Hz. Aise (r.ah) söyle anlatıyor:
“Ey Allah’in Resulü! Kadir gecesine rastlarsam nasil dua edeyim? diye sordum. Resulüllah (s.a.v):
اللَّهُمَّ إِنَّكَ عَفُوٌّ تُحِبُّ العفْوَ فاعْفُ عنِّي
“Allahümme inneke afüvvün tühibbü’l-afve fa’fu annî (Allah’im sen çok affedicisin, affı seversin, beni affet)” diye dua et, buyurdu (Tecrîd-i Sarih Tercümesi, VI, 314).
Bu gecenin öyle bir ani vardır ki o anda yapılan ibadet ve dualar mutlaka makbul olur. Bu önemli ani yakalamak için gecenin bütününü tövbe ve istiğfar ile geçirmek gerekir. Bu da kişinin imanını tazeler. Gecenin bütününü ibadetle geçiremeyenler en azından teravihten sonra bir miktar oturup dua etmelidirler.
Bu, bin aydan hayırlı olduğu bildirilen gecede insanlık âlemini huzura kavuşturmak için gerekli olan esaslar indirilmiştir. Namaz, zikir, tesbih, Kur’an okumak gibi bedeni ibadetlerimiz yanında düşünce ile ibadet olarak isimlendirdiğimiz tefekkürü insanlığın amacı nedir? Olgun insan olma mertebesine nasıl ulaşabiliriz? Nasıl insanlığa daha iyi hizmet edip, daha çok sevgi sunabiliriz? Seklindeki odak noktaları ile güçlendirelim.

--------

Yapılacak iş — Kadir gecesiyle ilgili metinde "Bu gecenin öyle" ile "noktaları ile güçlendirelim." arasında kalan kısmı, bu iki ifade de dahil olmak üzere, hiç değiştirmeden kopyalayın. Metinden sonra gelen satırlar ondan bağımsız, ayrı bir malzemedir.

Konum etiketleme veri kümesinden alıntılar
--------

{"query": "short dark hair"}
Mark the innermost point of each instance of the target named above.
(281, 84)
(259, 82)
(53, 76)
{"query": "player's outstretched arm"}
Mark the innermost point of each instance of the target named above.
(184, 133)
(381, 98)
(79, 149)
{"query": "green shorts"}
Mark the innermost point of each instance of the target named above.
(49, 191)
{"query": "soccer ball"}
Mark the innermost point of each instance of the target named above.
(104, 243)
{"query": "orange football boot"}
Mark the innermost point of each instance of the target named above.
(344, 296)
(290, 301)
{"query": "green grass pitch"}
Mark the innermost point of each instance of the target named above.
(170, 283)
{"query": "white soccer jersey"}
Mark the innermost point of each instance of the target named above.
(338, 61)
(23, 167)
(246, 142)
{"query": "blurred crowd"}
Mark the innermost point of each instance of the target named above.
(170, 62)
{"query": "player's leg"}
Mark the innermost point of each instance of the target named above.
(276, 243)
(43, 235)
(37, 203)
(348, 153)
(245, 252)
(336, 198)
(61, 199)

--------

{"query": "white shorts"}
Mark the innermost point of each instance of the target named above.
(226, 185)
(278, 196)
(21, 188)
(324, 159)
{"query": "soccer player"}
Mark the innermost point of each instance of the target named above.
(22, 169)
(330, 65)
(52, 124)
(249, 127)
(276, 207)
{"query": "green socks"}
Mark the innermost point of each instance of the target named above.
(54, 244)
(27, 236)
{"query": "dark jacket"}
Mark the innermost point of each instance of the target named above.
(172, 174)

--------

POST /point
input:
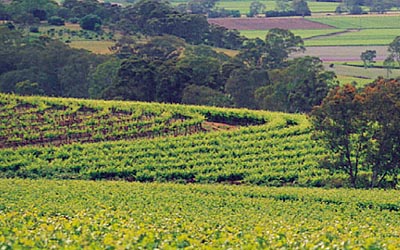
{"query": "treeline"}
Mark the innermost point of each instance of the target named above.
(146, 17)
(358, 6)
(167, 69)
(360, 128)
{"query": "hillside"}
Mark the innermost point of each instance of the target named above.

--------

Yanıt olarak —
Bu gecenin öyle bir ani vardır ki o anda yapılan ibadet ve dualar mutlaka makbul olur. Bu önemli ani yakalamak için gecenin bütününü tövbe ve istiğfar ile geçirmek gerekir. Bu da kişinin imanını tazeler. Gecenin bütününü ibadetle geçiremeyenler en azından teravihten sonra bir miktar oturup dua etmelidirler.
Bu, bin aydan hayırlı olduğu bildirilen gecede insanlık âlemini huzura kavuşturmak için gerekli olan esaslar indirilmiştir. Namaz, zikir, tesbih, Kur’an okumak gibi bedeni ibadetlerimiz yanında düşünce ile ibadet olarak isimlendirdiğimiz tefekkürü insanlığın amacı nedir? Olgun insan olma mertebesine nasıl ulaşabiliriz? Nasıl insanlığa daha iyi hizmet edip, daha çok sevgi sunabiliriz? Seklindeki odak noktaları ile güçlendirelim.